Dataset entries
++++

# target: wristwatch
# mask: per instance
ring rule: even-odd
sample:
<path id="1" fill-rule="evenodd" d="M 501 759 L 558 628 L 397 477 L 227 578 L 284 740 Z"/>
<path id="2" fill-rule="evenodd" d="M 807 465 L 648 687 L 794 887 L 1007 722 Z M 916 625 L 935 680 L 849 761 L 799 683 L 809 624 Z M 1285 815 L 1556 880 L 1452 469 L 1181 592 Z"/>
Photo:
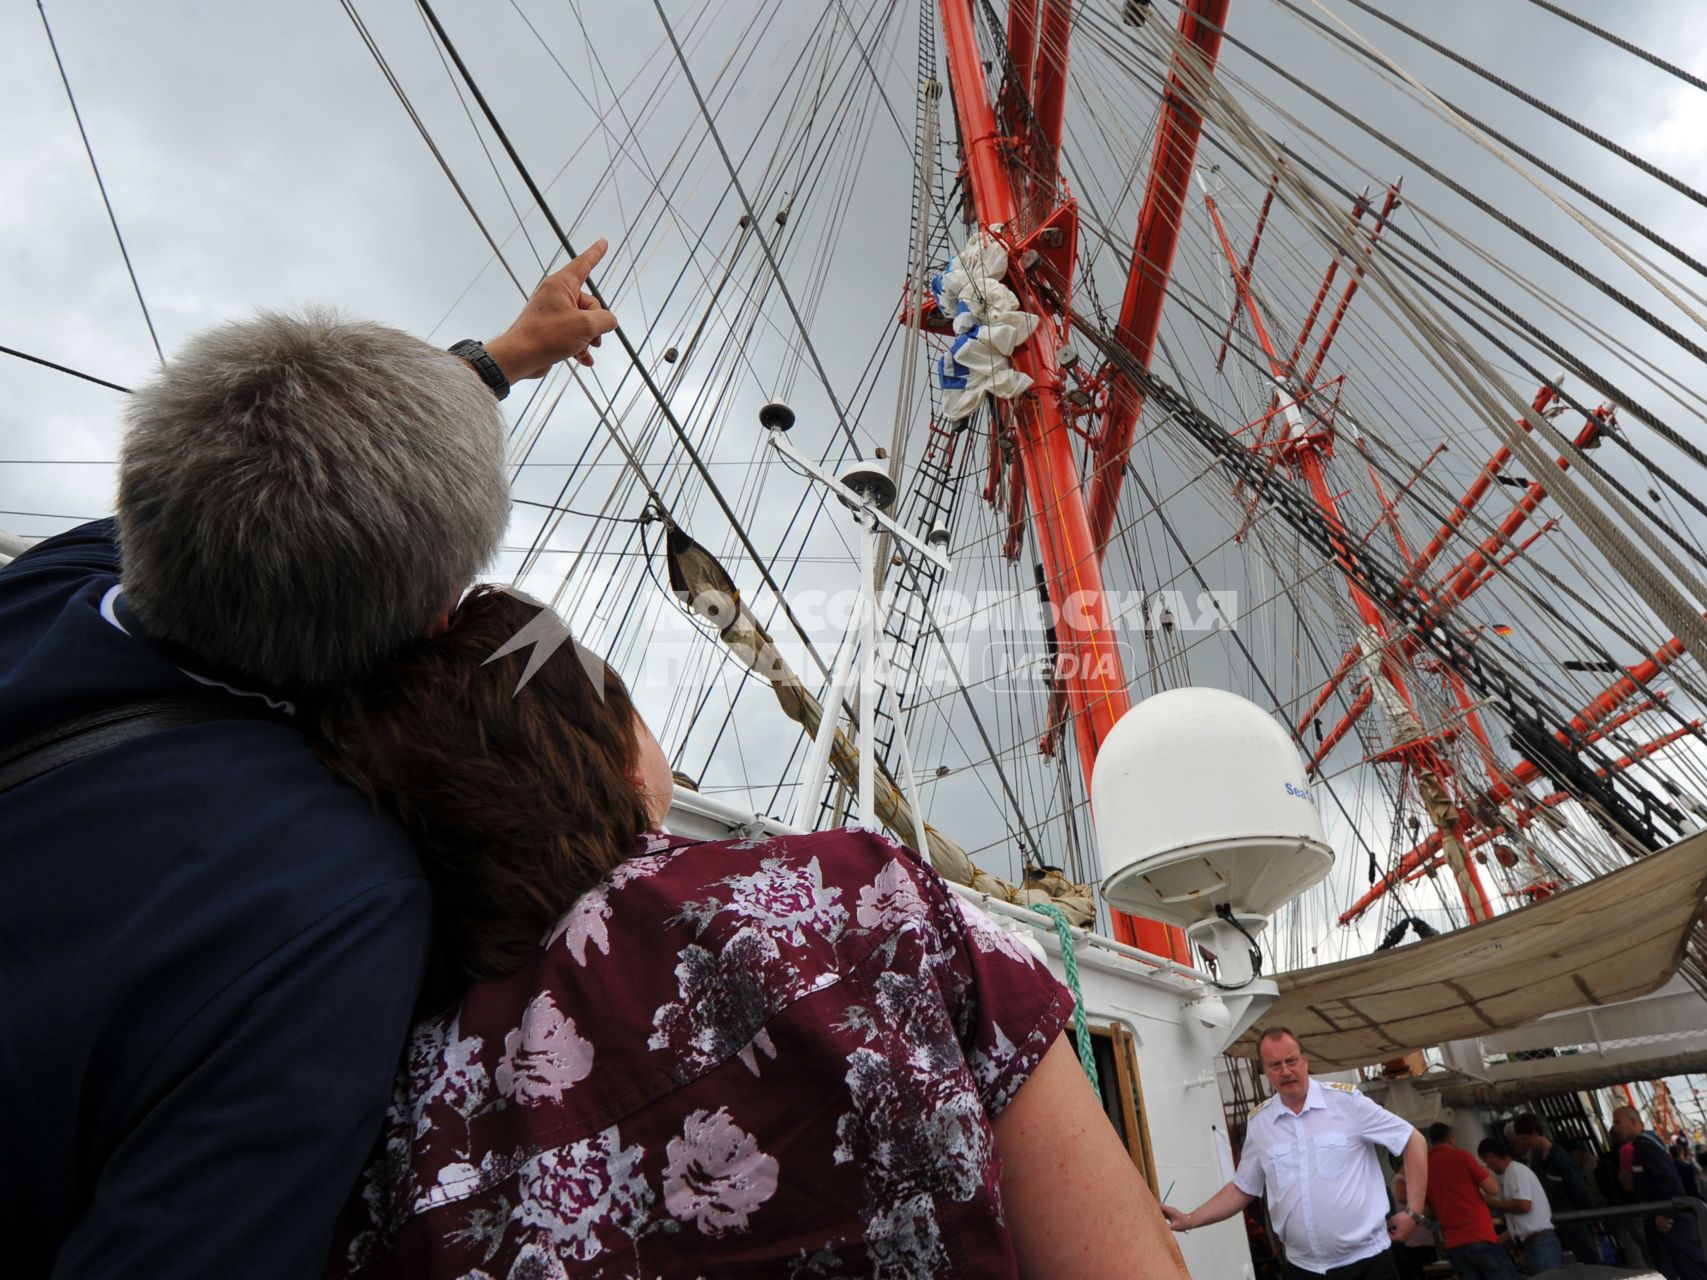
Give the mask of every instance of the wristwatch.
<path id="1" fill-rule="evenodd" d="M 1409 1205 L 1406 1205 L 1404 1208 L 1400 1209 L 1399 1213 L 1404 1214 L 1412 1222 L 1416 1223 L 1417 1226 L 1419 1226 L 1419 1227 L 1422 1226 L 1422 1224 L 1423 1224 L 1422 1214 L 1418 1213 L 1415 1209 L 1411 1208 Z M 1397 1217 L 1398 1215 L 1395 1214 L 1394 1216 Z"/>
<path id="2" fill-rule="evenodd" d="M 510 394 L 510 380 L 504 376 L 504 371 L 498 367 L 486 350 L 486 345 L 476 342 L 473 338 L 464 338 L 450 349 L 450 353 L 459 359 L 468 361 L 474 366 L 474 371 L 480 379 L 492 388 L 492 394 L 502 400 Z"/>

++++

* **Task**
Output the data above exactly. Drop every picture.

* **Completed exercise**
# target: wristwatch
# mask: per instance
ring rule: even-odd
sample:
<path id="1" fill-rule="evenodd" d="M 501 759 L 558 628 L 397 477 L 227 578 L 284 740 Z"/>
<path id="2" fill-rule="evenodd" d="M 807 465 L 648 687 L 794 887 L 1007 722 Z M 916 625 L 935 680 L 849 761 L 799 683 L 809 624 Z M 1285 815 L 1556 880 L 1452 469 L 1181 592 Z"/>
Photo:
Give the mask of every instance of the wristwatch.
<path id="1" fill-rule="evenodd" d="M 1409 1205 L 1406 1205 L 1404 1208 L 1400 1209 L 1399 1213 L 1404 1214 L 1412 1222 L 1416 1223 L 1417 1226 L 1419 1226 L 1419 1227 L 1422 1226 L 1422 1224 L 1423 1224 L 1422 1214 L 1418 1213 L 1415 1209 L 1411 1208 Z M 1397 1217 L 1398 1215 L 1395 1214 L 1394 1216 Z"/>
<path id="2" fill-rule="evenodd" d="M 510 394 L 510 380 L 504 376 L 504 371 L 498 367 L 486 350 L 486 345 L 476 342 L 473 338 L 464 338 L 450 349 L 450 353 L 459 359 L 468 361 L 474 366 L 474 371 L 480 379 L 492 388 L 492 394 L 502 400 Z"/>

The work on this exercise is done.